§ TEKS UNTUK DITELAAH:
'''

Kota yang kondang sebagai neraka kedua karena suhu panasnya ini (neraka pertama adalah chat yang tak berbalas dan webinar yang sepi pemirsa), makin mendidih beberapa hari terakhir.
Tak lama setelah ricuh amuk walikota Tri Rismaharini menggelegak di media, Surabaya langsung telungkup sebagai salah satu wilayah dengan pengidap Covid-19 tergawat di Indonesia. Status warnanya di website resmi negara bahkan sudah berganti menjadi hitam. Sebuah status yang demikian gelap dan mencerminkan tingkat bahaya di level akut.
Anda musti serius melihat data-data begini, dan itulah yang kita lakukan.
Orang menyerbu semua kanal media sosial, mengekspresikan betapa kesalnya pada situasi pandemi, dan tentu saja juga betapa terpesonanya pada walikotanya yang membela warganya. Risma meraih popularitasnya sebagai orang yang bukan saja gemar mengamuk apa saja yang tak beres, melainkan juga turun tangan langsung (dalam pengertian harfiah) pada apa-apa saja yang lain yang juga belum beres.

'''

§ BAHAN YANG DISEDIAKAN:
'''

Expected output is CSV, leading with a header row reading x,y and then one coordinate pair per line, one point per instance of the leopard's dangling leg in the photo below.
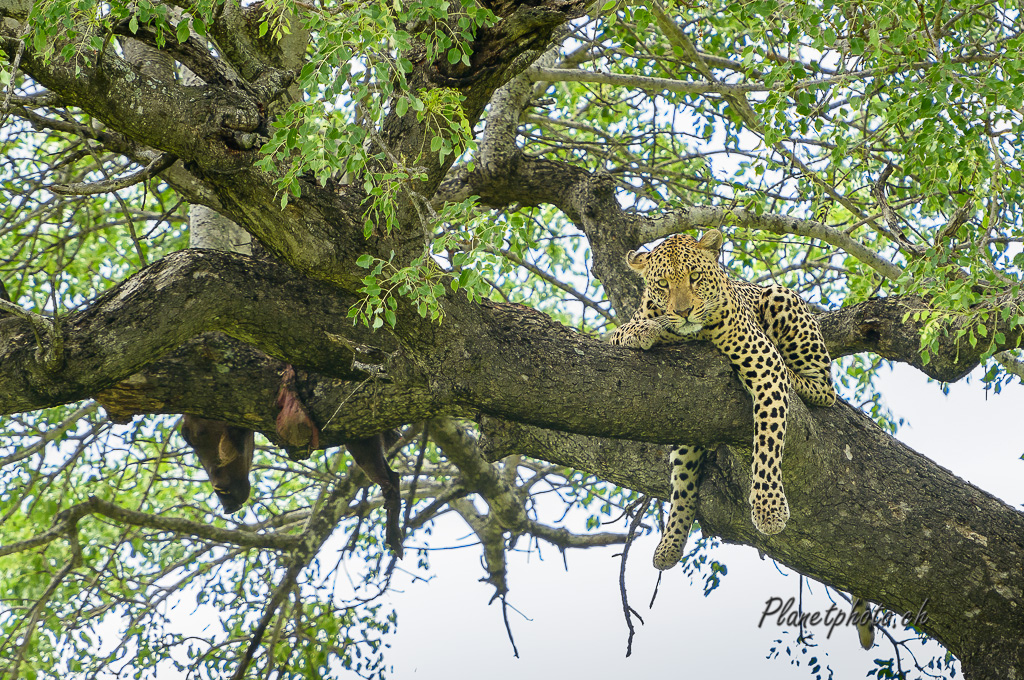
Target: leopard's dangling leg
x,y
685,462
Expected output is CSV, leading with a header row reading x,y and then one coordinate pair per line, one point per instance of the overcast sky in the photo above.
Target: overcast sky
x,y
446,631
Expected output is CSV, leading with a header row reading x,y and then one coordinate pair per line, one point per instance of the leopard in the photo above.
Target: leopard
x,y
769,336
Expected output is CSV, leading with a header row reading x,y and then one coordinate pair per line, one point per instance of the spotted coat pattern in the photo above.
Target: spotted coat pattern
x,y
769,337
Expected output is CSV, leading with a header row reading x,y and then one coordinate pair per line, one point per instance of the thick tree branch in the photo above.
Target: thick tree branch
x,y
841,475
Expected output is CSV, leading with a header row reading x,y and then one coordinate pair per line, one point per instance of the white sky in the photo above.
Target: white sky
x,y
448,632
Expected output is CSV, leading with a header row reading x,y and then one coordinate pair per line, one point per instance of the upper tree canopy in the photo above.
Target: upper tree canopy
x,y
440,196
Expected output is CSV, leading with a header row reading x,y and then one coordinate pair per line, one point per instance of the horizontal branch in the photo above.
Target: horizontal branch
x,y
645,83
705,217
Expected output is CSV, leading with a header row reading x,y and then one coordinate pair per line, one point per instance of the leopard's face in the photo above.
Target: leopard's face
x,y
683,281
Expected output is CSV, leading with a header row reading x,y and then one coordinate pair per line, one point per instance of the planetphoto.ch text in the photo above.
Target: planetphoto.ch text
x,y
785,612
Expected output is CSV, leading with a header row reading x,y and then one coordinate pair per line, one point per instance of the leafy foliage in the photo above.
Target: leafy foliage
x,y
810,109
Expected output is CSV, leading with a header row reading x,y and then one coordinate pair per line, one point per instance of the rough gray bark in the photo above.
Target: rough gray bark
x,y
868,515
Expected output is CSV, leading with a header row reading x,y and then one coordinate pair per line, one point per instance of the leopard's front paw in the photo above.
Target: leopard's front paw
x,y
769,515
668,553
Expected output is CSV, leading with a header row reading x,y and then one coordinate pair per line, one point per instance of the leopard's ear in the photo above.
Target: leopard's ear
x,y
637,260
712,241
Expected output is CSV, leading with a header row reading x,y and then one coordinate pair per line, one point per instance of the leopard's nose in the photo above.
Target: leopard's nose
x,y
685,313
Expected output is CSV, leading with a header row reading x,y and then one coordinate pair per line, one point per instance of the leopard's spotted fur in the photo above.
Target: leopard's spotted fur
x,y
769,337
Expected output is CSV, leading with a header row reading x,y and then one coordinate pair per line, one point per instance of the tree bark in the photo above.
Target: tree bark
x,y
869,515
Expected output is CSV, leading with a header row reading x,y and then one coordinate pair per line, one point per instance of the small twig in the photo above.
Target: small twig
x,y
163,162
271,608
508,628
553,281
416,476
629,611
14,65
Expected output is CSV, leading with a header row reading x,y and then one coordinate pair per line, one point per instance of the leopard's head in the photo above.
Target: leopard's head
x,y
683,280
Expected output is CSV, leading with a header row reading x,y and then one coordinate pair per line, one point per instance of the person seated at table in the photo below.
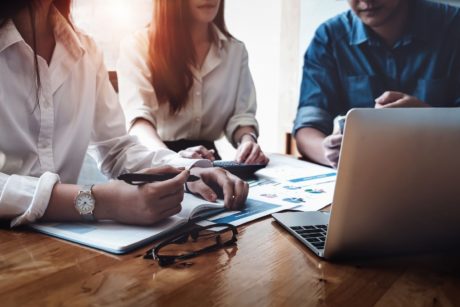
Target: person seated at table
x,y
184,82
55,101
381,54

'''

§ LANGKAH PENGERJAAN:
[1] Sebutkan semua hal yang disebut sebagai "neraka" dalam teks tentang Surabaya.
[2] Menurut teks tentang Surabaya, warna status apa yang kini tertera di website resmi negara?
[3] Lanjutkan teks tentang Surabaya mulai setelah kalimat terakhirnya.

§ JAWABAN TERTULIS:
[1]
1. Kota yang kondang karena suhu panasnya (neraka kedua)
2. Chat yang tak berbalas (neraka pertama)
3. Webinar yang sepi pemirsa (neraka pertama)

[2] Hitam.

[3]
Resep yang terakhir ini sering disebut dalam bahasa ‘blusukan’, atau ‘sidak’, atau yang lebih praktis dan terdengar musykil: ‘Risma menyapu jalanan’, ‘Bu Walikota berkantor di pinggir jalan’, ‘Risma menangis bersujud syukur’, dan sejenisnya.
Anda tak perlu berpikir kritis: bukankah turun langsungnya pemimpin memperlihatkan disfungsi para anak bawahannya? Karena pertanyaan itu bisa dijawab dengan pertanyaan juga: bukankah pemimpin tetap harus tahu langsung ihwal realitas apa yang terjadi di luar sana?
Meskipun para kelompok nyinyir juga tak kehabisan amunisi: ‘…tapi mengapa semua amuk harus disiapkan dulu di depan kamera…’. Begitulah kelompok nyinyir. Betapa gemar mereka mencari kesalahan.
Pemimpin harus didukung saja, bukan dicari kelemahannya. Mari bersatu mengabarkan yang positif-positif saja agar, sesuai imbauan JRX, ‘imun kita naek’.
Tapi ada juga satu hal yang menggelitik. Warga Surabaya, seperti juga manusia lain yang berdomisili di kota-kota besar, rajin bertukar laporan dan mengutuki betapa masih rendahnya ketidaksadaran warga. Jalan-jalan besar mungkin tampak sepi, tapi gang-gang kampung penuh bukan main. Betapa pasar masih ramai, pusat belanja diserbu, dan warung-warung diburu pembeli.
Tak terlalu sulit menduga ke mana arah laporan ini: kitalah, warga itu, yang rendah empatinya, apatis, dan tak mau diatur. Kita adalah subjek yang paling apes karena sudah goblok kok ya masih ngeyel mengadu nyawa tanpa ajian atau doa-doa tarikat.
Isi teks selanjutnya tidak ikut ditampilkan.